• Given request: Pull out every line of the entries below that contains the string "background", matching its case exactly, and copy those lines unchanged.

***** Exercise input

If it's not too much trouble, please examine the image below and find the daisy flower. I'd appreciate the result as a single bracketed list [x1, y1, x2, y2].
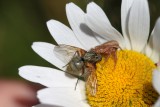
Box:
[19, 0, 160, 107]
[152, 65, 160, 107]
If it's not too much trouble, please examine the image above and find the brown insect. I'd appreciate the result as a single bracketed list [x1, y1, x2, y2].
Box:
[91, 40, 120, 63]
[54, 45, 102, 96]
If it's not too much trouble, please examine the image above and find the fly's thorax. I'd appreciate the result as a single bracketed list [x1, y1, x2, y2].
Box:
[83, 51, 102, 63]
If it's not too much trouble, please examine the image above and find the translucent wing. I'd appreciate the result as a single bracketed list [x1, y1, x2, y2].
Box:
[53, 44, 85, 64]
[86, 71, 97, 96]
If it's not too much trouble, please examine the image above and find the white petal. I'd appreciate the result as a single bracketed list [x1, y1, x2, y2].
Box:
[121, 0, 133, 49]
[38, 87, 89, 107]
[66, 3, 99, 50]
[153, 97, 160, 107]
[47, 20, 84, 48]
[32, 42, 66, 70]
[149, 18, 160, 62]
[144, 31, 153, 57]
[19, 65, 77, 90]
[129, 0, 150, 52]
[150, 50, 160, 63]
[152, 69, 160, 94]
[86, 2, 125, 48]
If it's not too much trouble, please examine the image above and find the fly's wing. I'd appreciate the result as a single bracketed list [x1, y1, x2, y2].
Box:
[53, 44, 85, 64]
[85, 63, 97, 96]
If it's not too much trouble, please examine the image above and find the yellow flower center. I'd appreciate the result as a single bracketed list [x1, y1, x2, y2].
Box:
[86, 50, 158, 107]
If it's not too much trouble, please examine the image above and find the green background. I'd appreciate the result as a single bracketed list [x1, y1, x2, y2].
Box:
[0, 0, 160, 79]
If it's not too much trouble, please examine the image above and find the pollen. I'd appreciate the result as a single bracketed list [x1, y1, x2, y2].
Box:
[86, 50, 158, 107]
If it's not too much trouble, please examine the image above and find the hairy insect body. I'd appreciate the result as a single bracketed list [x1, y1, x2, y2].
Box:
[68, 56, 84, 72]
[54, 40, 120, 96]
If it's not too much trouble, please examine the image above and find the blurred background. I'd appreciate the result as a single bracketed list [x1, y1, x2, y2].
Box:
[0, 0, 160, 107]
[0, 0, 160, 79]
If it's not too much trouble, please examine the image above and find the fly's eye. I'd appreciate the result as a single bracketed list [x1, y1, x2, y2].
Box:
[95, 56, 99, 59]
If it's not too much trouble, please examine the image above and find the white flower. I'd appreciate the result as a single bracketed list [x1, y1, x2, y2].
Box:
[152, 66, 160, 107]
[19, 0, 160, 107]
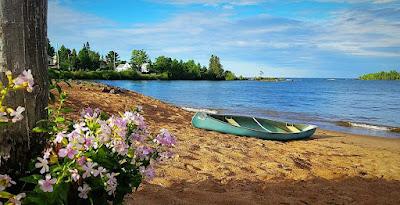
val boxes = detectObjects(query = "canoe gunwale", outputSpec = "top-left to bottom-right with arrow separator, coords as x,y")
192,112 -> 317,135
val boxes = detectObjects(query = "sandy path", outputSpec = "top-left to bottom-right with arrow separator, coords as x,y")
58,83 -> 400,204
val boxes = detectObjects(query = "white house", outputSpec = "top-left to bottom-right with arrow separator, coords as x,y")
115,63 -> 132,72
140,63 -> 150,73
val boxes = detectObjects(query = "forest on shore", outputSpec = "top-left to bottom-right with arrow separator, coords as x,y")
48,42 -> 238,80
359,70 -> 400,80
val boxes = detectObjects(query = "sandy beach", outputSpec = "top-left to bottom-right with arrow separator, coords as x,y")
59,82 -> 400,204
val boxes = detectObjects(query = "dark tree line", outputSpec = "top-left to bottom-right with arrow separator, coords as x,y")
48,43 -> 236,80
360,70 -> 400,80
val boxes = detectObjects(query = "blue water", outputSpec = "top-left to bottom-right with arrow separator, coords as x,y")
99,79 -> 400,138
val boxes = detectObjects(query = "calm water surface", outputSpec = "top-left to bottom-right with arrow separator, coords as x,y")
99,79 -> 400,138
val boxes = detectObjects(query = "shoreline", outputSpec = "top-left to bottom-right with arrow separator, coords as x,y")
57,81 -> 400,204
95,80 -> 400,139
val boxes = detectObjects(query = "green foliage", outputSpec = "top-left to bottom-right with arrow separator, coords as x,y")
360,70 -> 400,80
208,55 -> 224,80
224,71 -> 236,80
47,39 -> 56,57
106,51 -> 120,70
131,50 -> 150,68
49,40 -> 236,80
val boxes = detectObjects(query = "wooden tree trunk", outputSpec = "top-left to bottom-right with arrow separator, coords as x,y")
0,0 -> 48,174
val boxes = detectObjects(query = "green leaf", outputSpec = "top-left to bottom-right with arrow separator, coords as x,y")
54,117 -> 65,123
32,127 -> 49,133
19,174 -> 42,184
60,107 -> 74,113
0,191 -> 14,199
56,84 -> 62,94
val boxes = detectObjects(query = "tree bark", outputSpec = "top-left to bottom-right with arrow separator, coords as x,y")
0,0 -> 48,175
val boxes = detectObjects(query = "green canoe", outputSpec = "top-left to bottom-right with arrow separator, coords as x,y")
192,112 -> 317,141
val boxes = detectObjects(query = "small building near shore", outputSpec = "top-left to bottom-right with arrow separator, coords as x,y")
115,63 -> 132,72
140,63 -> 150,73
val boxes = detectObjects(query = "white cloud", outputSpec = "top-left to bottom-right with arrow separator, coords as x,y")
49,0 -> 400,76
155,0 -> 265,6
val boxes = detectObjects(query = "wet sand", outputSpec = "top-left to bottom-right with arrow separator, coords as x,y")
57,82 -> 400,204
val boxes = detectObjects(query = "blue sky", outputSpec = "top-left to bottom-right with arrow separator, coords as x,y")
48,0 -> 400,78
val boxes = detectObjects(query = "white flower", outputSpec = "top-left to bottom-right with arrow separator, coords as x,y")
54,131 -> 67,143
82,162 -> 97,178
0,174 -> 16,191
10,106 -> 25,123
38,174 -> 57,192
93,167 -> 107,177
106,172 -> 118,196
74,122 -> 89,133
14,70 -> 34,92
78,184 -> 92,199
0,112 -> 8,122
69,169 -> 81,182
7,193 -> 26,205
43,148 -> 53,159
35,157 -> 49,174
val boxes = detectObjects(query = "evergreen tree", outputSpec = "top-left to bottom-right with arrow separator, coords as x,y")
70,49 -> 79,69
106,51 -> 119,69
131,50 -> 150,68
47,38 -> 56,57
208,55 -> 224,80
58,45 -> 71,70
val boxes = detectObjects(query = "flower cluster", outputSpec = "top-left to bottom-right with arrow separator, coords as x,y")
0,174 -> 26,205
0,70 -> 34,124
23,108 -> 176,204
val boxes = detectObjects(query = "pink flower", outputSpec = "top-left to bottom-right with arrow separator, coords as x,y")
76,156 -> 86,166
84,136 -> 97,150
0,174 -> 16,191
39,174 -> 57,192
131,133 -> 144,142
74,122 -> 89,133
81,107 -> 101,119
112,141 -> 129,156
54,131 -> 67,143
69,169 -> 81,182
58,144 -> 78,159
14,70 -> 35,92
10,106 -> 25,123
158,151 -> 174,160
92,167 -> 107,177
7,193 -> 26,205
35,157 -> 49,174
135,146 -> 154,158
78,184 -> 92,199
43,148 -> 53,159
0,112 -> 8,122
106,172 -> 118,196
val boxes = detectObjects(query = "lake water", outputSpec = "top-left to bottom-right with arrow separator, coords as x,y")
98,79 -> 400,138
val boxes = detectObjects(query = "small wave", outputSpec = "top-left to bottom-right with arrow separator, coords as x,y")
182,107 -> 218,114
336,121 -> 392,132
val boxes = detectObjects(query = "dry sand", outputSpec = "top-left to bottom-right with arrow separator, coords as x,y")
58,82 -> 400,204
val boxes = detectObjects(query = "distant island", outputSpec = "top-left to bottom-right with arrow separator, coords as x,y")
47,41 -> 238,80
254,77 -> 286,82
359,70 -> 400,80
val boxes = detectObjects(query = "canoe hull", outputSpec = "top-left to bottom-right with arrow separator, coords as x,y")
192,112 -> 317,141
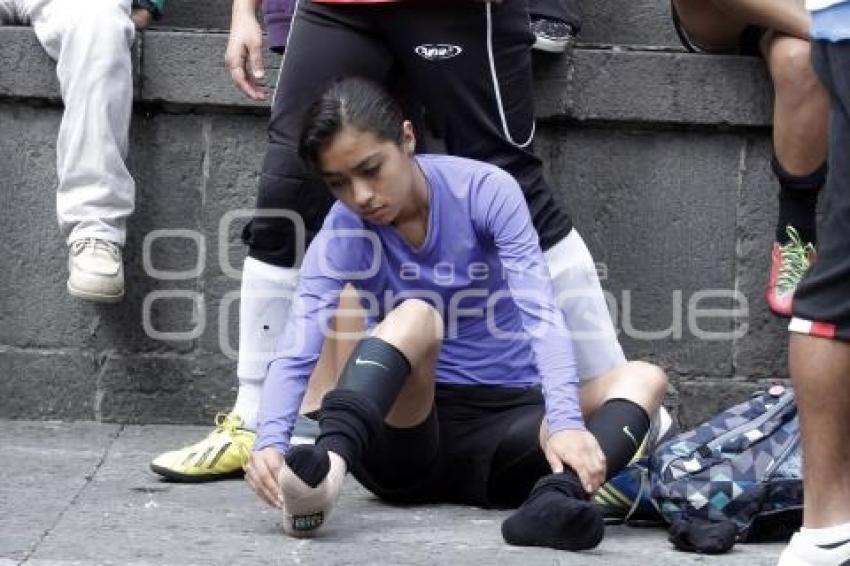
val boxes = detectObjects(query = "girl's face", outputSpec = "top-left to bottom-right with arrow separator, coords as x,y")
318,121 -> 420,224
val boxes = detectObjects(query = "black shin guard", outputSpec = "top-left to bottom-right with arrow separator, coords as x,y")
310,337 -> 410,470
286,337 -> 410,487
587,399 -> 649,481
771,155 -> 826,244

**********

• The result:
If it's not too much trouble, please examine the image above and find the green background. I'd appreciate the result as a single bracketed list [x1, y1, x2, y2].
If it's not too much trouble, please examine the image above and find the blurred background. I'd appreciate the result as a single bracketed list [x1, y1, x2, y2].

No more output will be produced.